━━━ Data extracts
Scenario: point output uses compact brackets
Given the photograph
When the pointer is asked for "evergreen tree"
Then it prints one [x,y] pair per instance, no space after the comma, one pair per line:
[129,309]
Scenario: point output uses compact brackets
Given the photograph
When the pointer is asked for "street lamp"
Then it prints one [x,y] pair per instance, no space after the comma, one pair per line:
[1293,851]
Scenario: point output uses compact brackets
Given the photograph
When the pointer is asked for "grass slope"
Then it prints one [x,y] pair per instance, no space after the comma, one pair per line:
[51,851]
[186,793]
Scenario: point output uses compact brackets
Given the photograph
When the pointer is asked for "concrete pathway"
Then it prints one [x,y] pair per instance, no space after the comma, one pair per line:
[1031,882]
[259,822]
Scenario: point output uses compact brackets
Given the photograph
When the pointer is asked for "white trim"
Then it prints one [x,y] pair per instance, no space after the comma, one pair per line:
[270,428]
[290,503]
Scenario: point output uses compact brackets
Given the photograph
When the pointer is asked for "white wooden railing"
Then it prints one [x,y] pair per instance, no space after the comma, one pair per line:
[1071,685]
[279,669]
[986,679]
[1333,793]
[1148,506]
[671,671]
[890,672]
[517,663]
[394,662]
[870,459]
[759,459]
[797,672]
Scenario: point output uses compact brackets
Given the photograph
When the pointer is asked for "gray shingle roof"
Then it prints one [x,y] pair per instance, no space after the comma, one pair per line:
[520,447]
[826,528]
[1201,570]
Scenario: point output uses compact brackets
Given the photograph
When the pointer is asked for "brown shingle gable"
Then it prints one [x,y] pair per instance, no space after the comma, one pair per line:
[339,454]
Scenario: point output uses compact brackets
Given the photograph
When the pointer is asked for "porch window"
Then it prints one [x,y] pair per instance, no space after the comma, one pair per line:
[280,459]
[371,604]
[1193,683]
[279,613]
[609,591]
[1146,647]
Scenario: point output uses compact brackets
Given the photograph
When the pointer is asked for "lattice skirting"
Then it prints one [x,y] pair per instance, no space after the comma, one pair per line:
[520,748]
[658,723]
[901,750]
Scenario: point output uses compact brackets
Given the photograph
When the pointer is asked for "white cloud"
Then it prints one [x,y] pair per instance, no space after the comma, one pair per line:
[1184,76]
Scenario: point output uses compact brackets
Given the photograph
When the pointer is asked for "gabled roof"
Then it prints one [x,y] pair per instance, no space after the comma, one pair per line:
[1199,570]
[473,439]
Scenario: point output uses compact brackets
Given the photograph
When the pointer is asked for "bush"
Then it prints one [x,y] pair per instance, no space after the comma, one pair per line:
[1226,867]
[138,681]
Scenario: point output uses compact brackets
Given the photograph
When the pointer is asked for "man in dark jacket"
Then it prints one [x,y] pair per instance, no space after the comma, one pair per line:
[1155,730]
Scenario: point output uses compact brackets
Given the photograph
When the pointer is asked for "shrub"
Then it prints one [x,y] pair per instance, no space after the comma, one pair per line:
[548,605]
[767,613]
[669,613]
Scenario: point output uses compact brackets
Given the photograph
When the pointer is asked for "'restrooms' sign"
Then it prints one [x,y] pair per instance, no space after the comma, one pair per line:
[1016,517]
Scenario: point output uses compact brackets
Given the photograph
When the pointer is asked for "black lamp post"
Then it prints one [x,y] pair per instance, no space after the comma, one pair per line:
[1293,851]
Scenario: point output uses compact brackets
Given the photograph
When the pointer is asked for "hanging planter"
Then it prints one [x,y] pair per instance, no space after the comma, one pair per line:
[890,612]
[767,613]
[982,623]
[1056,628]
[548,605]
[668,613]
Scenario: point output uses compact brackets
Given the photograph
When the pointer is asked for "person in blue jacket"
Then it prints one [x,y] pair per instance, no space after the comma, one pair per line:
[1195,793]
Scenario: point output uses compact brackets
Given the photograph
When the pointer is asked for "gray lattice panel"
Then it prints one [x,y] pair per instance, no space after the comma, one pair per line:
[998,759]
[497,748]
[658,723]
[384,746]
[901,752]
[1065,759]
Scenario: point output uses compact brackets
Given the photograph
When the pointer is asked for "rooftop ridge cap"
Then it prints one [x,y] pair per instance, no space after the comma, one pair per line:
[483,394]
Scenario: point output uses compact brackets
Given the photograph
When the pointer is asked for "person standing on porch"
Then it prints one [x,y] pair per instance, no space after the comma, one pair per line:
━━━━━━
_Work order_: Restate every record word for word.

_Answer to this task_:
Scenario: point output uses compact brackets
Given the photograph
When the pointer is asked for "evergreen tree"
Then it prints one [x,y] pair per instance, no space after the comma, one pair per line:
[129,309]
Scenario: point output uses compact brackets
Given the photograph
When the pointer is asked for "street lamp"
Then it prints one [x,y] pair per instance, no space after the comma, one pair per line:
[1293,851]
Scenario: point output uses compact brackets
Given the photograph
When the pointer is asked for "grass slope"
Then it prints one [x,y] pair per instance, no space after the comma, one pair per line:
[51,851]
[186,793]
Scenario: point output uses compact brackets
Given the photograph
When the pointer is asked for "concrete pathway"
Then it prints one [x,y] pair per instance, no space after the comma, one pair per line:
[1031,882]
[259,822]
Scenario: point output uses compact brackets
Given the photograph
When the pointer is asked for "white trim"
Then it prints one [x,y] pair per instance, no space after the comma, one pair per line:
[270,428]
[290,503]
Scenario: point output uses compact brackets
Given the photograph
When the pointer is asked for "white wooden railing"
Then it prints one [x,y] pair per instance, no space after the comma, one pair per line:
[1071,685]
[279,669]
[986,679]
[1333,793]
[1148,506]
[671,671]
[890,672]
[517,663]
[394,662]
[870,459]
[759,459]
[797,672]
Scenario: point output uses compact brackets
Given the photograph
When the pointer is asked for "gray shingle roof"
Then it prints one [x,y] pair per instance, no space after the comma, one pair per line:
[520,447]
[826,528]
[1201,570]
Scenario: point output uses compact brackets
Given the photograph
When the pointer is asked for "brown shingle gable"
Then it prints one [x,y] pair per instance, no space after the comma, one pair per line:
[339,454]
Scenario: point output uses compact brackets
Given the photograph
When the pointer is asked for "porch window"
Then it prints one [x,y] pair per instance, no space after the comma, one pair per line:
[280,459]
[371,604]
[1193,683]
[279,613]
[609,591]
[1146,647]
Scenario: point output uses compact brackets
Given the photograph
When the pointer is asked for "lattice skirting"
Then it prints one [x,y] pair per instance, no space after the comma, one pair per line:
[520,748]
[658,723]
[901,750]
Scenario: point output uses compact brackets
Given the photograph
When the pointer is asked for "white cloud"
Then it prints one [x,y] pair per instance, no space after the comma, one pair per line:
[1184,76]
Scenario: point output uses compact brackets
Given the photograph
When the pointer is asked for "gabled roof"
Then it prints one [x,y] pair per instance, no space after the comma, one pair per line:
[1199,570]
[473,439]
Scenario: point output uses compact brackets
Given the photograph
When the pointer is asked for "bush"
Then it prints one [x,y] pair per instance, no space after the comma, one pair per line:
[1226,867]
[138,681]
Scenario: point output uses compact brackets
Given the photograph
When the pointer is asked for "man in dark jacket"
Then it prints one [x,y] pair per instance, no space after the comma, one pair per line:
[1155,730]
Scenario: point output uses compact brackets
Given the photograph
When the pointer is asked for "shrub"
Then it prints one [x,y] pair per instance, no space after the comma, one pair per line:
[548,605]
[767,613]
[669,613]
Scenario: point output uses compact brackets
Given the photograph
When the pointer is asked for "'restrooms' sign"
Then it prints one [x,y] pair per instance, no space after the comma, one pair per line:
[1016,517]
Scenario: point output uses compact brackets
Given the photograph
When the pointer is asked for "black lamp post"
Then it prints one [x,y] pair per instance, no space after the comma, one pair per line:
[1293,851]
Scenario: point output uses compact brackets
Given the photograph
When the pointer is asked for "hanging planter"
Then it prints one [x,y] pair per instance, no space after the comma, one pair per line:
[890,612]
[767,613]
[982,623]
[1056,628]
[548,605]
[668,613]
Scenario: point output uses compact brackets
Given the photograph
When the pointer is asked for "person in blue jacket"
Then it prints one [x,y] pair per instance, no space after the comma, one pair per line:
[1195,793]
Scenario: point output uses compact brackets
Given the photograph
When the pointer is asked for "gray lattice panel"
Then it prints one [x,y] pair per instance, no space after the comma, one pair per line:
[998,759]
[497,748]
[658,723]
[384,746]
[901,752]
[1065,759]
Scenario: point output uses compact brackets
Given the photograph
When the pointer is asked for "rooftop ridge cap"
Then it prints one [x,y] pair per instance, no space after the comma, one pair per line:
[483,394]
Scenario: point output uses compact brackets
Given the photograph
When the pointer is asked for "person standing on porch"
Then it prints one [x,y] pair per instance, no space after the comma, one pair per line:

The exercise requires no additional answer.